** Given records follows **

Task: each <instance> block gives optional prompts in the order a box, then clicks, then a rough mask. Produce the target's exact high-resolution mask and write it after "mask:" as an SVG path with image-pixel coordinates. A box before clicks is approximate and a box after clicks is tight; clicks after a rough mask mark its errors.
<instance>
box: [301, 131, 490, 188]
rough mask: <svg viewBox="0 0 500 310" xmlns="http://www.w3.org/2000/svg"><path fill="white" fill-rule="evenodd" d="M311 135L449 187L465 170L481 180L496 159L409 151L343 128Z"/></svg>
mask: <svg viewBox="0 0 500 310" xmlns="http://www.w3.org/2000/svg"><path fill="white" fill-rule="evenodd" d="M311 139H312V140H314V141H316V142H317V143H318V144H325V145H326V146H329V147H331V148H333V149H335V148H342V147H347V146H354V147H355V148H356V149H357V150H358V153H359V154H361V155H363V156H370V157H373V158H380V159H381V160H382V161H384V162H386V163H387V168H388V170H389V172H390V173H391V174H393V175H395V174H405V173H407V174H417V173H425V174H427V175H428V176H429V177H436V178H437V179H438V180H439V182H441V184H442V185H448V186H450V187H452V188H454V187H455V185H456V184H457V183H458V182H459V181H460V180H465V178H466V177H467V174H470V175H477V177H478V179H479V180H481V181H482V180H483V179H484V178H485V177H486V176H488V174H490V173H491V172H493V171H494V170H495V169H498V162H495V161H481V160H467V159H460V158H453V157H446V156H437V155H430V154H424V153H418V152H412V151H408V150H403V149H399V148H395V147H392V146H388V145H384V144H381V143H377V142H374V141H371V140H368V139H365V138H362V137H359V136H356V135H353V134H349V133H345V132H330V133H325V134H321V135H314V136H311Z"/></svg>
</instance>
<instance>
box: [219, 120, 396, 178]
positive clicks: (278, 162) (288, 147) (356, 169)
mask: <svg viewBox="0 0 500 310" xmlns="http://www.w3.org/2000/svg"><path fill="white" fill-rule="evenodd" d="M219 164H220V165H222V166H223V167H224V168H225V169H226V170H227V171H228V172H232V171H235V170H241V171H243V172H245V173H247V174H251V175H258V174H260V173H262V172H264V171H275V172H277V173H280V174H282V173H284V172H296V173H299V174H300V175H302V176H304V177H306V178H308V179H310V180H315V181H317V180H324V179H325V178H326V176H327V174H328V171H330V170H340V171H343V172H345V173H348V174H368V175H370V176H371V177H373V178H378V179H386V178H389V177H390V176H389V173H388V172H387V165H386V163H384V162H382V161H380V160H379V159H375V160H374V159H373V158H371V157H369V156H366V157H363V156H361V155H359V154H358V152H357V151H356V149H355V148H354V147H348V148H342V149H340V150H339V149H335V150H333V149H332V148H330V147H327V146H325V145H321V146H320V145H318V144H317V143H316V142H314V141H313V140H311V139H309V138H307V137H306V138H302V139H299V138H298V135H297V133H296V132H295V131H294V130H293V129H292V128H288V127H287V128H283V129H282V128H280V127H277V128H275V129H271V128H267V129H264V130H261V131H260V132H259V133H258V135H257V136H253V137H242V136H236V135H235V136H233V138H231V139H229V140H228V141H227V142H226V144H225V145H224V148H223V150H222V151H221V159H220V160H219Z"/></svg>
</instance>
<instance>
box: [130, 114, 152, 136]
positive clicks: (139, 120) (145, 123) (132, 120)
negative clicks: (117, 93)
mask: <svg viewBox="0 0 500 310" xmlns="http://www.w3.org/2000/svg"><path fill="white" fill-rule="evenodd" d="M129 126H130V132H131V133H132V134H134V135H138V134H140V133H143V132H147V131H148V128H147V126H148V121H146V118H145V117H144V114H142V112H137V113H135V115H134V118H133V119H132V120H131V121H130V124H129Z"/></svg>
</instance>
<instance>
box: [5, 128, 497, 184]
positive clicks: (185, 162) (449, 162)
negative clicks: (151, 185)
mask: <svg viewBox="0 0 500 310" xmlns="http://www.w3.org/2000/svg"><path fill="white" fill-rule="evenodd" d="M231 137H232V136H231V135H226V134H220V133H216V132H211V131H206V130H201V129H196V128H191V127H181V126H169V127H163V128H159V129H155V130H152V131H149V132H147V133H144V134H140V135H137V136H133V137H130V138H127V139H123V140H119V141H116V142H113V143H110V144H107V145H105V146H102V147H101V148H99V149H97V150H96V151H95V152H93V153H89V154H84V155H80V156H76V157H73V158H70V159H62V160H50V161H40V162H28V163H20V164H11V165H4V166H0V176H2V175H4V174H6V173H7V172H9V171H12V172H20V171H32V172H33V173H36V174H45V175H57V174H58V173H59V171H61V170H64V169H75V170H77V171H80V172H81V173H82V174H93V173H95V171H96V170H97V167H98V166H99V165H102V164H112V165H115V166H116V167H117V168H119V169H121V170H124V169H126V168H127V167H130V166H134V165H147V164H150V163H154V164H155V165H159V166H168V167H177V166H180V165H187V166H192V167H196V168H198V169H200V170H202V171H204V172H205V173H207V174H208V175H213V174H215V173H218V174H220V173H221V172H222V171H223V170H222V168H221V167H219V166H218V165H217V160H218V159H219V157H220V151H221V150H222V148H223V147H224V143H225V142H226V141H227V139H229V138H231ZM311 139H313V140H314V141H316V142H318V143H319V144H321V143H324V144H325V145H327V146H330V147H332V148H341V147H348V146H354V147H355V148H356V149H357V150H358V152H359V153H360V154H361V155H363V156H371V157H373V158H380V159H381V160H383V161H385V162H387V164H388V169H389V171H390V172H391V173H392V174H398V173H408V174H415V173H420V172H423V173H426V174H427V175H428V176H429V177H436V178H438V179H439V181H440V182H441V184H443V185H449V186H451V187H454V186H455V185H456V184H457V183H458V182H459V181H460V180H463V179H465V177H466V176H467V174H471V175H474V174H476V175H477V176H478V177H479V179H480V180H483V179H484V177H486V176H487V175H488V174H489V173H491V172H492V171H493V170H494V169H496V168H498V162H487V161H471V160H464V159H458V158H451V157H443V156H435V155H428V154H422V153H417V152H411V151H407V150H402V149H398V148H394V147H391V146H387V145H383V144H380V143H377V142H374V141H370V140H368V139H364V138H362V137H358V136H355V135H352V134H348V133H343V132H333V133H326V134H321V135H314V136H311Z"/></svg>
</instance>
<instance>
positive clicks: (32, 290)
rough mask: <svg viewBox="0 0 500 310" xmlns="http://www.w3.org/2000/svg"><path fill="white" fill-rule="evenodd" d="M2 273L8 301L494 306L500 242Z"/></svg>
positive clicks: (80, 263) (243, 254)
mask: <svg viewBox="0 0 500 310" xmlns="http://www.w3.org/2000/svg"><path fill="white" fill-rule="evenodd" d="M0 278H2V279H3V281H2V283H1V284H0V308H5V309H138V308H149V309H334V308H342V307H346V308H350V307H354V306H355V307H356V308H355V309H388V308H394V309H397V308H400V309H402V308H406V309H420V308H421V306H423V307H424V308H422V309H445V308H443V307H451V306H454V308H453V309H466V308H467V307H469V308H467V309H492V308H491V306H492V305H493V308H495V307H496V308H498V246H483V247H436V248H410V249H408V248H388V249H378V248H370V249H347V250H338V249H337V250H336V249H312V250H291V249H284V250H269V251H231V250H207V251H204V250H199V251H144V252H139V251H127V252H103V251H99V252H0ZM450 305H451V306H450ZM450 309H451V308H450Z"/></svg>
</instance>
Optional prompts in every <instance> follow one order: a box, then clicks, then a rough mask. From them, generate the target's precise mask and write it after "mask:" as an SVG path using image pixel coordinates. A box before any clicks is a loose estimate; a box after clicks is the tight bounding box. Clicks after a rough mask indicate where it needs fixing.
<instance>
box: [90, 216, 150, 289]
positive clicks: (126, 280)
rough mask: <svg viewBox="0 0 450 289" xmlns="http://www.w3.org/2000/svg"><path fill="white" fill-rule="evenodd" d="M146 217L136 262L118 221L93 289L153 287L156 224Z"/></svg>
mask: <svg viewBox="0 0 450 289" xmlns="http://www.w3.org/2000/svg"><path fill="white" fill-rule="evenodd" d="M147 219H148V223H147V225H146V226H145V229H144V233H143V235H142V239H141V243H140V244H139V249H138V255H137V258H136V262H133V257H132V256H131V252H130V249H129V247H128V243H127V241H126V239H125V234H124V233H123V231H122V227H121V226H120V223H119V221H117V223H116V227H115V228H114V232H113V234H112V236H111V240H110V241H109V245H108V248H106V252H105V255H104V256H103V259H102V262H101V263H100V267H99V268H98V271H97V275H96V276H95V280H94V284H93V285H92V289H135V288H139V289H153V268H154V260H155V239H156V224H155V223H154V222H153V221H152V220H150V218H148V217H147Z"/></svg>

** End of Given records **

Problem to work on: Transcribe, word for word, the data above from its first line through the line with "box: [301, 131, 490, 188]", and include nothing else.

Response to the exercise:
Task: each <instance> block gives optional prompts in the order a box, then clicks, then a rough mask. Produce the target's exact high-resolution mask and write it after "mask:" as an SVG path with image-pixel coordinates. A box before clicks is approximate and a box after clicks is tight; clicks after a rough mask mark its errors.
<instance>
box: [301, 131, 490, 188]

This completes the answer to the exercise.